§ **Task to complete**: Turn the material below into a numbered list with no blank lines. Start at the line that contains "Objective — one dot per instance of the stork long" and continue through the end of the material.
•••••
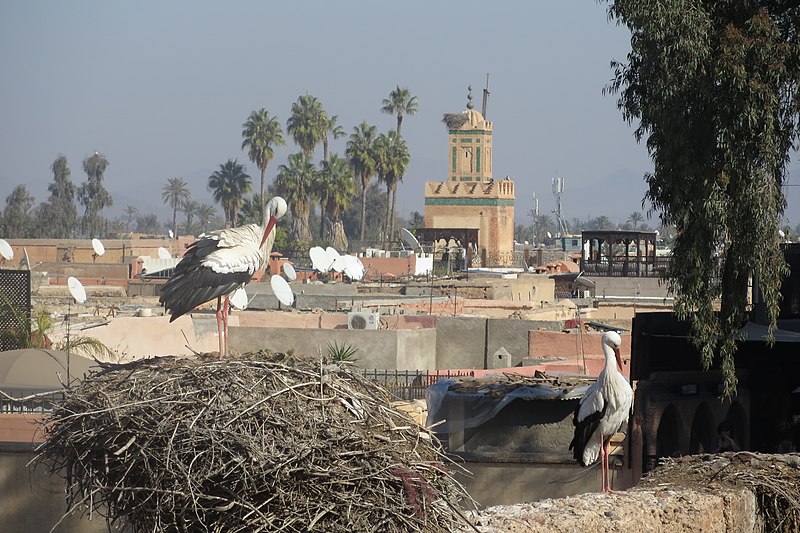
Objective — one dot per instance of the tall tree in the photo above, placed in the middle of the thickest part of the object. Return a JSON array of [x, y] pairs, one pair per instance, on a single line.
[[131, 213], [335, 192], [361, 155], [714, 87], [93, 195], [228, 185], [59, 216], [294, 183], [634, 219], [206, 214], [189, 208], [400, 103], [392, 159], [308, 124], [261, 132], [174, 194], [17, 216]]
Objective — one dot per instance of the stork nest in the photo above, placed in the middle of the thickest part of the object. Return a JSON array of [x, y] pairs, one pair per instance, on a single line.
[[246, 445], [774, 479]]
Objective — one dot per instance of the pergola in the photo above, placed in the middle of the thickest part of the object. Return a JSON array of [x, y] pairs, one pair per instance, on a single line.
[[610, 253]]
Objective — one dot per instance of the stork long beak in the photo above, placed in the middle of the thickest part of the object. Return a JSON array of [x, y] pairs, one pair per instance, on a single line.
[[270, 225], [619, 359]]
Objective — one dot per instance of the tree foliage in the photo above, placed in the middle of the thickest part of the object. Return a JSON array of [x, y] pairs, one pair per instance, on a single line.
[[714, 88], [228, 185]]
•••••
§ **Exercise result**:
1. Objective — one dot per instance of the stork long beak in the photo above, placed in the middle of the thickest part of the object. Return a JSON array of [x, y] pairs, one pair per instance, on a single line.
2. [[270, 225], [619, 359]]
3. Objective — one dot per instance of the tree foliage in the photo above, placed in the middle of the thickest part of the object. Return a JSON array of [x, y] pairs, one pair per instance, on a single line.
4. [[714, 88], [228, 185]]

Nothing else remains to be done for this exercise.